### Required work:
Pull out every line of the records that contains the string "plant" and copy each one unchanged.

** begin **

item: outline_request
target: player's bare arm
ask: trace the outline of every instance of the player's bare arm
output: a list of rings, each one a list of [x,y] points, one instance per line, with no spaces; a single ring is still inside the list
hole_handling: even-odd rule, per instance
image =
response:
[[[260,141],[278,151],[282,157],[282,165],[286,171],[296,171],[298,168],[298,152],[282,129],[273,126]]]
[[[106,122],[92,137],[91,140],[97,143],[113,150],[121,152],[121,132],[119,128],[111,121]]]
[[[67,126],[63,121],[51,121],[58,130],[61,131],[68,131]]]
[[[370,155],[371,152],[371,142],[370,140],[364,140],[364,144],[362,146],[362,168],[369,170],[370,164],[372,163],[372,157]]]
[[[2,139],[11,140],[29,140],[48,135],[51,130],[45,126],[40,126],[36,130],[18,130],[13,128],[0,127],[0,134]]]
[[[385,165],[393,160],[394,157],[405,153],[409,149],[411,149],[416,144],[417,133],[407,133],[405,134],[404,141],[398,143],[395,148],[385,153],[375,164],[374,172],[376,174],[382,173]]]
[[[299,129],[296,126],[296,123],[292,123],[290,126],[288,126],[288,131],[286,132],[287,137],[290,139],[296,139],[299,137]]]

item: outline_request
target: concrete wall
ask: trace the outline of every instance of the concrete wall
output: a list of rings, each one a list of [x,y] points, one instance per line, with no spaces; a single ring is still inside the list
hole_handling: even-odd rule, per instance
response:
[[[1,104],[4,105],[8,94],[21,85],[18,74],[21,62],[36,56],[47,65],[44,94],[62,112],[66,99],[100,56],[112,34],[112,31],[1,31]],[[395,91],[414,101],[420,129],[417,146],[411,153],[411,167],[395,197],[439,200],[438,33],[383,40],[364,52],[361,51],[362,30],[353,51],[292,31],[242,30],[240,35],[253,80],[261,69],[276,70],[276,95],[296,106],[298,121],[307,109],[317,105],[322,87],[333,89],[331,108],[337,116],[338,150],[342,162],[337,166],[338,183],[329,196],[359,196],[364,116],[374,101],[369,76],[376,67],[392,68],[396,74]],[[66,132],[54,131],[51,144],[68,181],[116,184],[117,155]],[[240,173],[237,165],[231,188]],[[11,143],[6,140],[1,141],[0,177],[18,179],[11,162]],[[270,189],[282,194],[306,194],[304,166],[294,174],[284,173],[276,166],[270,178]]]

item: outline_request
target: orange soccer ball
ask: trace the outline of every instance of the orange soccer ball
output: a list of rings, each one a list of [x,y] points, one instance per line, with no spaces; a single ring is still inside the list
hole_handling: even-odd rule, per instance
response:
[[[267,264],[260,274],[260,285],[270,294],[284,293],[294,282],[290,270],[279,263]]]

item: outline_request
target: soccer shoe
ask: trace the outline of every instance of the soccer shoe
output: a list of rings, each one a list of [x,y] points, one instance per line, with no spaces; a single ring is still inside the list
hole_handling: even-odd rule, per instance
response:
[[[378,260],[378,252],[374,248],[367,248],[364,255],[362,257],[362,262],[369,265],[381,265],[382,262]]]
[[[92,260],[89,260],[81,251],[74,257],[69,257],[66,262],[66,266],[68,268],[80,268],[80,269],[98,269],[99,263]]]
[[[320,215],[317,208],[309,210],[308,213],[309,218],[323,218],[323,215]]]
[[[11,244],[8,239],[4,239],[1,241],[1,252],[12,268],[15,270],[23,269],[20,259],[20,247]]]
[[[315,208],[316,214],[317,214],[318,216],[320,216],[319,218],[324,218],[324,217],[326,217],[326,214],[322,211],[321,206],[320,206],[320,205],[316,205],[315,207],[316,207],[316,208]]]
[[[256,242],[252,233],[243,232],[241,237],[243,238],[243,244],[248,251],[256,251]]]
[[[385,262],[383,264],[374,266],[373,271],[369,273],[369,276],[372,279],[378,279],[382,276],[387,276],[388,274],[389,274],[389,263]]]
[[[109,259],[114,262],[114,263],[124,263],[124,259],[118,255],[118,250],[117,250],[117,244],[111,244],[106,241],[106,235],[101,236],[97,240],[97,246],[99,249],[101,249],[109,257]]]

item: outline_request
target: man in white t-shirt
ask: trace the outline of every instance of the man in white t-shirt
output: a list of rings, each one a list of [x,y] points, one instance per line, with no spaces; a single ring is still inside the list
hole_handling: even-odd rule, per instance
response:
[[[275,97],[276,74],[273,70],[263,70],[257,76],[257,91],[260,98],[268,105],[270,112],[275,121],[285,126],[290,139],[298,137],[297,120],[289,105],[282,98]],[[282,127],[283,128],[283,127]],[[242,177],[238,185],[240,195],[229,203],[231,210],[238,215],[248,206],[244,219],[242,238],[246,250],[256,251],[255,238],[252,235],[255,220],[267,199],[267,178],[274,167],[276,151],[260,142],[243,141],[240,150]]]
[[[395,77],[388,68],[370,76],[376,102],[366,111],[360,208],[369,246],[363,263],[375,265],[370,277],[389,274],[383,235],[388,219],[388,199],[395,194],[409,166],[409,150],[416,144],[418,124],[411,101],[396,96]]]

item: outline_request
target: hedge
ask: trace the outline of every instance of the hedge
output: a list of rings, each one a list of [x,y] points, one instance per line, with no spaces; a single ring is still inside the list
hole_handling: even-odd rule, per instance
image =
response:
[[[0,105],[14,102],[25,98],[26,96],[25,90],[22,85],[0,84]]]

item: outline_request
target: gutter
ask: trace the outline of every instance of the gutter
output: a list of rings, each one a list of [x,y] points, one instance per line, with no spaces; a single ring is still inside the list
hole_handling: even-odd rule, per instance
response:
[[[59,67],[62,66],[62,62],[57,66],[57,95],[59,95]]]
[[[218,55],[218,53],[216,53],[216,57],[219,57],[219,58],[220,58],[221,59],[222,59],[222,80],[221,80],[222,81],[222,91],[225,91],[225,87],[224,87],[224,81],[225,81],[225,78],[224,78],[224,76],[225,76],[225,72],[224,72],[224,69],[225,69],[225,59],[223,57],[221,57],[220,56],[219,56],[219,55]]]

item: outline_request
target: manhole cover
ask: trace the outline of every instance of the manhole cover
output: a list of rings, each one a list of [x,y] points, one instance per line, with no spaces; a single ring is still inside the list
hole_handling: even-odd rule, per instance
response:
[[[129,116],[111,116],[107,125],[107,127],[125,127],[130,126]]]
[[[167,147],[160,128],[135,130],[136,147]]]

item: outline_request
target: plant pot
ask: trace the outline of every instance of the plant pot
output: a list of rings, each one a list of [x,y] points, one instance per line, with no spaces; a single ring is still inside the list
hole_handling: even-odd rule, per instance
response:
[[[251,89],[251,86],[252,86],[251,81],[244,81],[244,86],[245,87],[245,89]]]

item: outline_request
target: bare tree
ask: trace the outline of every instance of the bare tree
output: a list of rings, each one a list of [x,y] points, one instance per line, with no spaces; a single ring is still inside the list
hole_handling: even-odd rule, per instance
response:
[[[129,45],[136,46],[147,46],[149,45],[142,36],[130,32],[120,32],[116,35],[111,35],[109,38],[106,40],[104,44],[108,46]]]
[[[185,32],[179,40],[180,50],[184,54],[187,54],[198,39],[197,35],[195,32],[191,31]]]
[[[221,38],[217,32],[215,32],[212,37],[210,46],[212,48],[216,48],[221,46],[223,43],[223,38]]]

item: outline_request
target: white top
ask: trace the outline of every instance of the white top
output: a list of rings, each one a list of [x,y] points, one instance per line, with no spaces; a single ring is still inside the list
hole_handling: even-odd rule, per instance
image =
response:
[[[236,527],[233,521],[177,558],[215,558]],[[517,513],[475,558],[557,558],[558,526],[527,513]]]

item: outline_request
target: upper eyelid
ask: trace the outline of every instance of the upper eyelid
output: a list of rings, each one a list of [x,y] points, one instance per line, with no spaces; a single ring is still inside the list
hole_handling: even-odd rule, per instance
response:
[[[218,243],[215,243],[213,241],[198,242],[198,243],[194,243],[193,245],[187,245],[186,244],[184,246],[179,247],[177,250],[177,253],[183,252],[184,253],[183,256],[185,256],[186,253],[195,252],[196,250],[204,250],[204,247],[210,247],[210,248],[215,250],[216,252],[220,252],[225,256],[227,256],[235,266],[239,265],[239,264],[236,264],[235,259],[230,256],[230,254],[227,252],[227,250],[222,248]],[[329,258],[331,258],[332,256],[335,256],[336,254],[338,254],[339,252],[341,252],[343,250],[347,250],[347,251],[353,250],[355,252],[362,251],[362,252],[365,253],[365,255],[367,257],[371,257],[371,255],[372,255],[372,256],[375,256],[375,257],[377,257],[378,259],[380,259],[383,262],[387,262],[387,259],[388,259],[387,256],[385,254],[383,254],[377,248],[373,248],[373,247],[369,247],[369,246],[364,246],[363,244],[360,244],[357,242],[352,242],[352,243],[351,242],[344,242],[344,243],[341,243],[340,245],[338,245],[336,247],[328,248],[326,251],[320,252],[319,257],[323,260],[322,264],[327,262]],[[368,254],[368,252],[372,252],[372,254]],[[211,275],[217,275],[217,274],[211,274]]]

** end **

### Problem solution:
target: plant pot
ask: trace the outline of every instance of the plant pot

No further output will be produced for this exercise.